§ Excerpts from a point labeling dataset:
------------------------------------------------------------

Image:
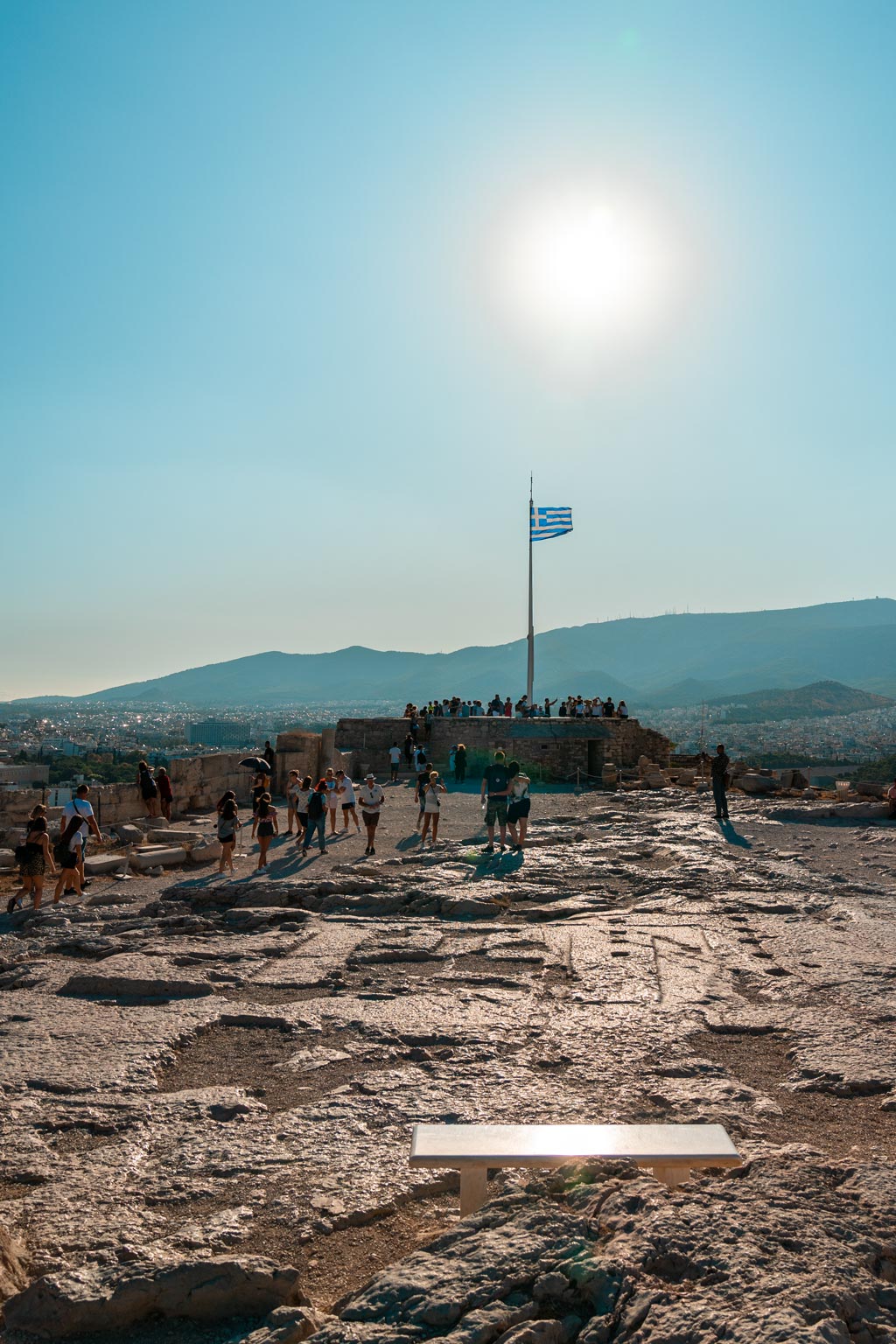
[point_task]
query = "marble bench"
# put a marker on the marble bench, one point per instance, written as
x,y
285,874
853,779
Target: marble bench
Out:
x,y
670,1152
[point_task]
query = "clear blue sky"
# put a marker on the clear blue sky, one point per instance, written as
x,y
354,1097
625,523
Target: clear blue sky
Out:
x,y
248,284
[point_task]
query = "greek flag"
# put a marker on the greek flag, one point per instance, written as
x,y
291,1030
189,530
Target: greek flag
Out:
x,y
546,523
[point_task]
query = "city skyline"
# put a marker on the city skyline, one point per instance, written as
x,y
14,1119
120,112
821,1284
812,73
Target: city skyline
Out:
x,y
285,327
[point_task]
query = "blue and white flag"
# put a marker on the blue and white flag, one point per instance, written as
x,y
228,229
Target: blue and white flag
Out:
x,y
546,523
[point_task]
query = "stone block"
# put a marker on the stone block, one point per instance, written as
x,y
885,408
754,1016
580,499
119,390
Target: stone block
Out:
x,y
102,863
158,858
752,782
208,852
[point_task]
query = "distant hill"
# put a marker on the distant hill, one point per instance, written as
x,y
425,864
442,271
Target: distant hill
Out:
x,y
653,662
818,701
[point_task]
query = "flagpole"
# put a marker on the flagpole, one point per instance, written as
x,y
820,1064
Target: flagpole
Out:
x,y
529,677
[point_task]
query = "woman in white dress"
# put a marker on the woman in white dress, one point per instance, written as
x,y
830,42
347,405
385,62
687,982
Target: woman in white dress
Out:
x,y
431,805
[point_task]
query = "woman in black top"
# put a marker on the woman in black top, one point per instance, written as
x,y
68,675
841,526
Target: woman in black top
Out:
x,y
148,789
266,827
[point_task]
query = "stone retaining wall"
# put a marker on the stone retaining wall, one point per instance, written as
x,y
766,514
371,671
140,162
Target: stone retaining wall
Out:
x,y
196,781
557,746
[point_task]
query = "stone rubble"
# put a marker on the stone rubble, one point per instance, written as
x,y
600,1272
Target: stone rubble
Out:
x,y
198,1071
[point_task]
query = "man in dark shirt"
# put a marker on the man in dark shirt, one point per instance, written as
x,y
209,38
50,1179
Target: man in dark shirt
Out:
x,y
496,780
719,770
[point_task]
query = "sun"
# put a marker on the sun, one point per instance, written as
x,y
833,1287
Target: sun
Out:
x,y
577,268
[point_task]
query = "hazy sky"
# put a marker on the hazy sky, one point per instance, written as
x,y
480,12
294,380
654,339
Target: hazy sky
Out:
x,y
263,379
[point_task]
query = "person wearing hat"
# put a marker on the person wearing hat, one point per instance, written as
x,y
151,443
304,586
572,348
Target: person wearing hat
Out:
x,y
371,799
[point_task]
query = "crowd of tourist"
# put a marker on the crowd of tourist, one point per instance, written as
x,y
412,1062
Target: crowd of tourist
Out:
x,y
572,707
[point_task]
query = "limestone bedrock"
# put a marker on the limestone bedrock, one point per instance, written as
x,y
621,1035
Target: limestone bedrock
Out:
x,y
198,1070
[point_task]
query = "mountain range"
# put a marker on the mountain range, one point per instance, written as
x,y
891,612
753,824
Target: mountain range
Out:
x,y
650,662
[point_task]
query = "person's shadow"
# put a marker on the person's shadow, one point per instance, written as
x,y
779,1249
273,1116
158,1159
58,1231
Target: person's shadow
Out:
x,y
734,836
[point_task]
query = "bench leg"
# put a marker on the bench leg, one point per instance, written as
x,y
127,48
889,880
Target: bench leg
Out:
x,y
473,1188
672,1175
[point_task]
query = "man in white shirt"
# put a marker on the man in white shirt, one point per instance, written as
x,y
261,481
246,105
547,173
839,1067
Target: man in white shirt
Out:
x,y
371,799
346,790
80,807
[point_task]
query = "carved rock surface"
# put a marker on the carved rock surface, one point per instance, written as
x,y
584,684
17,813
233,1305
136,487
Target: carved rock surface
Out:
x,y
63,1306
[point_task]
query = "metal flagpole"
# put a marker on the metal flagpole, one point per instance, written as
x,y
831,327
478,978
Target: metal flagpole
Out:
x,y
529,677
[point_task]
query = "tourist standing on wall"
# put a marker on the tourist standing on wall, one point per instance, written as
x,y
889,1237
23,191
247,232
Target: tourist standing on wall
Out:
x,y
316,816
371,799
266,827
719,770
494,784
148,789
519,805
34,859
260,788
431,805
228,824
165,792
80,808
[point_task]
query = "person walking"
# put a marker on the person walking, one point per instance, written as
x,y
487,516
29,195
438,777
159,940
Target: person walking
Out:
x,y
371,799
519,805
228,824
34,859
269,754
291,789
332,797
422,780
165,792
66,857
346,790
300,802
148,789
78,807
431,805
316,824
260,789
719,770
494,784
266,828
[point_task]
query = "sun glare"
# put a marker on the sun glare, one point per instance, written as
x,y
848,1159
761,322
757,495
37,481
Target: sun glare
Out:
x,y
579,269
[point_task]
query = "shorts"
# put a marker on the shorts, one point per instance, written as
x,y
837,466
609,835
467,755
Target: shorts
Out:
x,y
496,810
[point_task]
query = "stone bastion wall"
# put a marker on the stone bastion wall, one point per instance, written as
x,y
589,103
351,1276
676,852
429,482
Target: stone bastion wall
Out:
x,y
198,784
557,746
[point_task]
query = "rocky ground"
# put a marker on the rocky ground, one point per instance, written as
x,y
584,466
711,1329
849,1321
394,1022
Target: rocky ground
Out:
x,y
208,1085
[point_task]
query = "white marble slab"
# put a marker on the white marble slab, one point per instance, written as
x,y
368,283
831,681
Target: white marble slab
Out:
x,y
550,1145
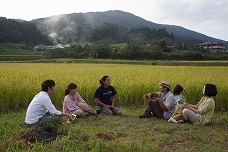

------------------------------------------------------------

§ What to produce: How many lines of the listing above contain the string "surface"? Reply with the number alone.

§ Result: 3